*Task statement:*
Give back the whole listing exactly as shown.

*Given data:*
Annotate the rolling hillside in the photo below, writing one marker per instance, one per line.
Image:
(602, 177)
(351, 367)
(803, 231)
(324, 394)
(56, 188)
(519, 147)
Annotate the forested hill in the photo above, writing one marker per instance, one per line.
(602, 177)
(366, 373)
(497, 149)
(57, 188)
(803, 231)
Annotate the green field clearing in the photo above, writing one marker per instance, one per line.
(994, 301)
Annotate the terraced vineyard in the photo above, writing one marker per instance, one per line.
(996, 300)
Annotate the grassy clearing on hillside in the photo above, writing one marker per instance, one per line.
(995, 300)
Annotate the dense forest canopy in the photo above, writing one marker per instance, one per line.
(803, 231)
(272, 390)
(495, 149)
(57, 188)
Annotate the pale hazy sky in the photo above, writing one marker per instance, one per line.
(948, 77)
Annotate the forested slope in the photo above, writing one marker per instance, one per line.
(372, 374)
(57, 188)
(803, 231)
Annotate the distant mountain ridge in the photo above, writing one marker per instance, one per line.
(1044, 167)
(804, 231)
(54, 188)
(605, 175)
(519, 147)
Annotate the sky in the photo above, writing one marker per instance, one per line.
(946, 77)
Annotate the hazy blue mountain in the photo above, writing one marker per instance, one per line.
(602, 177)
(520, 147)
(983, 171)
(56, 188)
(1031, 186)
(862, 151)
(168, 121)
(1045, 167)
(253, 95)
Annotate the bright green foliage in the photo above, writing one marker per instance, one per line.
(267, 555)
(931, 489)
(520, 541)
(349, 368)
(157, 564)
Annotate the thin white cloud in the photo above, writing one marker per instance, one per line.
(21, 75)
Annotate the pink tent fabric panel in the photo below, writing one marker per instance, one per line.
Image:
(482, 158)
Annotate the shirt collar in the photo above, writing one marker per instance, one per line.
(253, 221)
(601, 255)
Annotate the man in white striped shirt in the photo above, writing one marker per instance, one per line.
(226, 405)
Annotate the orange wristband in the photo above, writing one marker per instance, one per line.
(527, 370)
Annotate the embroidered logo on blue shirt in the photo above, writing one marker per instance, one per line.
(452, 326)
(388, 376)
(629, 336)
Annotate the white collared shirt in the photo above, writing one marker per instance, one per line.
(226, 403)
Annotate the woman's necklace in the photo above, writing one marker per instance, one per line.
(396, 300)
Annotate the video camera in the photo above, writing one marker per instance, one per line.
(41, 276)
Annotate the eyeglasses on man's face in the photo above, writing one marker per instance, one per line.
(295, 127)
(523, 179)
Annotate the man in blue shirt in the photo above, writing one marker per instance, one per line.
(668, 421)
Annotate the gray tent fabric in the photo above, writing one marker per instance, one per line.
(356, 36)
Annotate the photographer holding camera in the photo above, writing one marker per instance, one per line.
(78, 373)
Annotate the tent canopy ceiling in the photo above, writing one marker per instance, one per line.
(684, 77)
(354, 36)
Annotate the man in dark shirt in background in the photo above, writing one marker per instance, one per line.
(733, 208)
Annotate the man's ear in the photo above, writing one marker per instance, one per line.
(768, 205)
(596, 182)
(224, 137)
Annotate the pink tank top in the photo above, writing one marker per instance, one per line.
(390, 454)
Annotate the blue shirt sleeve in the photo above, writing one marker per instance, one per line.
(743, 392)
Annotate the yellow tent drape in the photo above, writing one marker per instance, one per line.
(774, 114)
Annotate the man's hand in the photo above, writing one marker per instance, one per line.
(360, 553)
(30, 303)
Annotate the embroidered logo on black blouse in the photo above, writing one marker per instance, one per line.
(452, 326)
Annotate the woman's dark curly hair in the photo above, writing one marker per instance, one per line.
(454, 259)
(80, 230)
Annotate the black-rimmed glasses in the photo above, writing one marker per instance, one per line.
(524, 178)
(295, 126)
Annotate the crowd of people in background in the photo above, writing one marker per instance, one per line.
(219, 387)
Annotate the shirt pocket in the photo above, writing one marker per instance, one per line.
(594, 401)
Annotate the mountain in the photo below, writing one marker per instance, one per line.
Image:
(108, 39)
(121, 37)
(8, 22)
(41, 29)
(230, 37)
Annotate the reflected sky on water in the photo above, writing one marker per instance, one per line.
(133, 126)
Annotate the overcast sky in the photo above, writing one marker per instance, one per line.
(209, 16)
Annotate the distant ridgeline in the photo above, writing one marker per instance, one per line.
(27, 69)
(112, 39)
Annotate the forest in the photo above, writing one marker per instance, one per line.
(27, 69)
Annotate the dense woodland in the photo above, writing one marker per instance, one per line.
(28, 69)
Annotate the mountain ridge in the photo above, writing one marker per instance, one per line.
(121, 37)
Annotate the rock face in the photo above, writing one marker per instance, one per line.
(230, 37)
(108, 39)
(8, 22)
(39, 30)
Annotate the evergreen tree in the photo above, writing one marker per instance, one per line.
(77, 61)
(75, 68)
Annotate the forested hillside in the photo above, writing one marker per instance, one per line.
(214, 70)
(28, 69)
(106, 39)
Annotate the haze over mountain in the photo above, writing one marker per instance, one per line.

*Exercise output:*
Annotate the rolling hillside in the photo below, writing one marker per instance, one per line.
Image:
(602, 177)
(351, 367)
(803, 231)
(324, 394)
(56, 188)
(519, 147)
Annotate the forested hill in the photo above, writing one marker per instance, one per line.
(602, 177)
(366, 373)
(497, 149)
(57, 188)
(803, 231)
Annotate the green field clearing in the photo above, writing one marker per instance, one per line.
(994, 301)
Annotate the terraced vineyard in the photo above, writing one marker per instance, one per line.
(996, 300)
Annotate the grassy clearing on hillside in the photo above, writing one marker per instance, one per line.
(995, 300)
Annotate the dense forest canopy in the photo above, writing one marker per instance, one per line.
(803, 231)
(272, 390)
(495, 149)
(57, 188)
Annotate the pale hazy sky in the photo above, writing one marker per instance, one per line.
(948, 77)
Annotate the forested slope in the photo above, writing one marker per instance, one per line.
(372, 374)
(57, 188)
(803, 231)
Annotate the distant mountain ridge in the photo above, writing one marker per instance, one per line.
(1044, 167)
(804, 231)
(54, 188)
(605, 175)
(519, 147)
Annotate the sky in the photo above, writing one marker per instance, one per line.
(946, 77)
Annotate the hazy blue mountain in the photo above, writing one marker per instance, one per line.
(602, 177)
(520, 147)
(983, 171)
(56, 188)
(1031, 186)
(862, 151)
(168, 121)
(1045, 167)
(253, 95)
Annotate the bright green foliage in the photo above, writing one marker per instance, one per line.
(267, 555)
(931, 489)
(520, 541)
(349, 368)
(157, 564)
Annotate the thin white cloud in the photo above, writing one marker per instance, one per line.
(21, 75)
Annotate the pink tent fabric panel in the photo below, writing one marker per instance, one per line.
Image:
(482, 158)
Annotate the shirt collar in the photo above, writing one marker per instance, one per line.
(253, 221)
(601, 255)
Annotate the man in white striped shirt in the photo above, writing one marker per instance, one per line.
(226, 405)
Annotate the orange wristband in the photo above, writing one marker per instance, one per line.
(527, 370)
Annotate the embroidered logo on blue shirt in the photo above, writing one marker per instance, one per line.
(452, 326)
(388, 376)
(629, 336)
Annotate the white collared shirt in the photo above, writing one marker per instance, one per line.
(226, 403)
Annotate the woman's necklace in the photo above, writing one marker per instance, one per line.
(396, 300)
Annotate the video camera in the photo above, writing one marker per instance, one per line.
(41, 276)
Annotate the eyeglasses on man's face in the photo above, writing one marker per instance, one per line.
(295, 127)
(523, 179)
Annotate the man in blue shirt in the photo above, writing one marker per instance, one per line.
(668, 421)
Annotate the gray tent fabric in the photo above, writing one marker per instance, one per line.
(356, 36)
Annotate the photographer holding camera in the photo above, writing one marker per instance, one per line.
(78, 373)
Annotate the tent canopy ceiling in the photo above, writing one marker per instance, one per line.
(684, 77)
(354, 36)
Annotate the man in dark shirt in background in the photo above, writing one marker per instance, one per line.
(733, 208)
Annotate the man's ear in the photo above, writing one marker per instance, one per line.
(768, 205)
(596, 182)
(224, 137)
Annotate the pink tank top in the photo above, writing one marker per instance, one per line.
(390, 454)
Annotate the blue shirt sleeve in the photo above, writing one marker per instance, one per line.
(743, 392)
Annotate the yellow tent drape in the photo above, writing one marker per instance, one per line.
(774, 114)
Annotate the man's hand in the photo above, writing one marker per instance, one per line.
(360, 553)
(30, 303)
Annotate the embroidered logo on black blouse in the photo above, writing one marker per instance, one per line.
(452, 326)
Annotate the woman's dark curly hair in the photo above, writing one marker per instance, one per line.
(454, 259)
(80, 230)
Annotate the black-rimmed glasses in the photo above, writing one marker per instance, one per line.
(524, 178)
(295, 126)
Annotate the crowd of people in background in the photo above, writing one marker per instance, one per line.
(219, 387)
Annotate the shirt pocket in the photo above, writing one marker per instance, one per line.
(594, 401)
Annotate the mountain in the photo below, writing one marker per instance, one per line.
Image:
(108, 39)
(121, 37)
(8, 22)
(41, 29)
(230, 37)
Annotate the reflected sky on water in the photo above, writing one marker per instance, one per line.
(133, 126)
Annotate the overcast sky in the photo above, writing one marker per instance, one per line.
(209, 16)
Annotate the distant ridgeline in the photo above, writing one marker per instance, one per line.
(27, 69)
(112, 39)
Annotate the forest in the photo above, writing one marker per instance, one per line.
(27, 69)
Annotate the dense woodland in the photo above, writing one marker per instance, one per line.
(28, 69)
Annotate the mountain ridge in the photo above, writing one marker per instance, one per line.
(121, 37)
Annotate the rock face in the photo above, writing one marker per instance, one per line.
(230, 37)
(108, 39)
(8, 22)
(39, 30)
Annotate the evergreen tree in the photo above, writing one marker per instance, one per line.
(77, 61)
(75, 68)
Annotate the forested hillside in the photo above, writing one marker per instance, one per line.
(214, 70)
(28, 69)
(106, 39)
Annotate the haze over mountain in the photo above, writing one marker per instance, one per line.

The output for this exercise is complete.